Строки набора данных для указания объектов
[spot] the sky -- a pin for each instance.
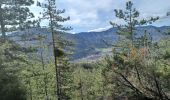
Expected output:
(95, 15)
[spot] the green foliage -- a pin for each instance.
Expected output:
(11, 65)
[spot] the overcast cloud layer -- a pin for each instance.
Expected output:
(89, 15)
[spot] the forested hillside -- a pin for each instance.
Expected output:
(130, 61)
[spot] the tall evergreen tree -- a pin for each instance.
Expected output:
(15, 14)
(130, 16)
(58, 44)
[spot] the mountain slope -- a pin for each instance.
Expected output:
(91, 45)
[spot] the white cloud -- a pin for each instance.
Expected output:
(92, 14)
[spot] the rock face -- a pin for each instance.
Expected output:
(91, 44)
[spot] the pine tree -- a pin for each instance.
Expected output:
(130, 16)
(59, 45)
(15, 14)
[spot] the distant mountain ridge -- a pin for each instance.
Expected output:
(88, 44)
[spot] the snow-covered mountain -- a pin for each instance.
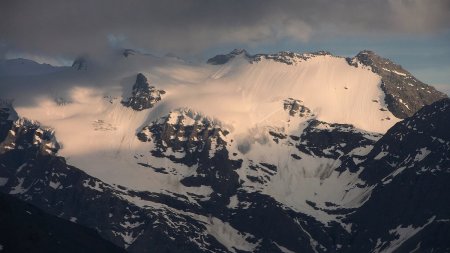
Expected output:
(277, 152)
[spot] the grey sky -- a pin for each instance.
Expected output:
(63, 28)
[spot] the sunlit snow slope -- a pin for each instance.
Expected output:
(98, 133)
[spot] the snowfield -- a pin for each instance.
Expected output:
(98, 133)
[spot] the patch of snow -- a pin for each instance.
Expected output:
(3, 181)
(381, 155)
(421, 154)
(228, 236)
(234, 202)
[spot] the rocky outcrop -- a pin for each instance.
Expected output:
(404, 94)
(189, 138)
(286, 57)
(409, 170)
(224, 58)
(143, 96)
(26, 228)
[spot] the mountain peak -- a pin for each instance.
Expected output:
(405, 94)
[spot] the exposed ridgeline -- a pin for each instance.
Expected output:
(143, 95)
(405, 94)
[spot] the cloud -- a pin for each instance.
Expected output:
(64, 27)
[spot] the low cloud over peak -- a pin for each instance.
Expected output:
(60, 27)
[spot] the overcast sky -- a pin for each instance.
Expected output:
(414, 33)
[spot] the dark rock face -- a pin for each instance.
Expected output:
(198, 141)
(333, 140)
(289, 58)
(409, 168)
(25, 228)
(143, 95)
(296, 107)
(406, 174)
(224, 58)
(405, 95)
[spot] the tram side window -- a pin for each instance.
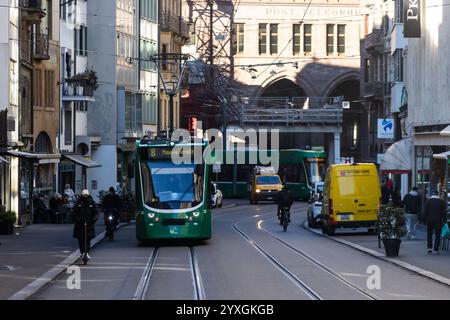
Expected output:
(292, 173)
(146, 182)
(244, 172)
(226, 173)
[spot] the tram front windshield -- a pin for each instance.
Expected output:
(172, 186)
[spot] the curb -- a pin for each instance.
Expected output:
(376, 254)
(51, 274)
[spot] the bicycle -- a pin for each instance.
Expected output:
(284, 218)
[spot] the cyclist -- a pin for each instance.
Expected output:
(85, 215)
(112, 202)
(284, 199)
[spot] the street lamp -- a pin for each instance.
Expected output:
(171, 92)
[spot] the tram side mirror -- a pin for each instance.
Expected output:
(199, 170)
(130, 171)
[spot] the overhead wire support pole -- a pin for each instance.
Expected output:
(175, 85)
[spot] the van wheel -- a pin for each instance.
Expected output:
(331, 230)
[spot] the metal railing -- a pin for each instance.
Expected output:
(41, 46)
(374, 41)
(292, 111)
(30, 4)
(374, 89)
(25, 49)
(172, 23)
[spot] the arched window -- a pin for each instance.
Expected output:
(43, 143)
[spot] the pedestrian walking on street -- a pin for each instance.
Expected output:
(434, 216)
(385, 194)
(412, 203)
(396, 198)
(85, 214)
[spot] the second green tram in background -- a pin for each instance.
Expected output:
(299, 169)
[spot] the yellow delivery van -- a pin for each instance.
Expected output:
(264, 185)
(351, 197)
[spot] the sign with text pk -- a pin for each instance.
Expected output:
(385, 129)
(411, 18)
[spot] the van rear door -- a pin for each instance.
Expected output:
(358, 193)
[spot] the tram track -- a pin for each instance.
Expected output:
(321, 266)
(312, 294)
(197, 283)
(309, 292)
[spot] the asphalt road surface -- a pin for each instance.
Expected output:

ПОСТАВЛЕННАЯ ЗАДАЧА -
Преобразуйте в JSON-список строк фрагмент позиций, начиная со строки, содержащей «[spot] the second», и заканчивая последней строкой позиций. Каждой строке должна соответствовать одна строка списка, пустые строки пропустите.

ОТВЕТ НА ЗАДАНИЕ -
[
  "[spot] the second green tram in background -- a pin for each instance.",
  "Expected output:",
  "(299, 169)",
  "[spot] the yellow delivery van -- a pin for each instance.",
  "Expected output:",
  "(264, 185)",
  "(351, 197)",
  "[spot] the sign with text pk -- a pin for each instance.",
  "Expected output:",
  "(385, 129)",
  "(411, 18)",
  "[spot] the van rear door -- a pin for each instance.",
  "Expected output:",
  "(358, 193)",
  "[spot] the tram track -- a pin for each instance.",
  "Expected output:",
  "(321, 266)",
  "(312, 294)",
  "(197, 283)",
  "(309, 292)",
  "[spot] the asphalt road surface -- a pin for each instance.",
  "Expected output:"
]